[Point annotation dataset records]
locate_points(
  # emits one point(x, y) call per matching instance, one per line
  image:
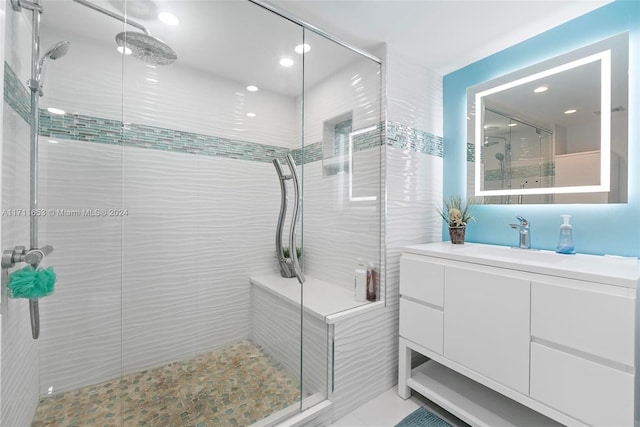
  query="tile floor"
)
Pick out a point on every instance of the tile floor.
point(234, 386)
point(389, 409)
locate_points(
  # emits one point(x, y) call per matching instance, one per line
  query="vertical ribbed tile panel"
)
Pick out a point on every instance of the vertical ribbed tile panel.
point(19, 359)
point(276, 328)
point(367, 346)
point(337, 231)
point(197, 229)
point(81, 321)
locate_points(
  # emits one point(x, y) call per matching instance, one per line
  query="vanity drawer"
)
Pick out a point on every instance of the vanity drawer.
point(421, 279)
point(595, 394)
point(421, 324)
point(594, 322)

• [Description of the task]: Please write out all of the data above word for word, leaving out the picture.

• [Answer to the exercise]:
locate_points(
  # emits one point(x, y) call per matching instance, one per line
  image:
  query="tile floor"
)
Pick out a point on every instance of the tile floor.
point(234, 386)
point(389, 409)
locate_points(
  # emits one point(x, y) call per matching instance, one per line
  query="vertical ribbed tile panel"
)
Pick out a point on every instance of the vertical ribbed tile panel.
point(19, 359)
point(276, 328)
point(367, 346)
point(337, 231)
point(197, 229)
point(81, 321)
locate_points(
  # emits one point(x, y) call per matching instance, one per line
  query="vanity drawer"
)
Pick out a point on every instance of the vanity drawer.
point(421, 279)
point(595, 394)
point(421, 324)
point(594, 322)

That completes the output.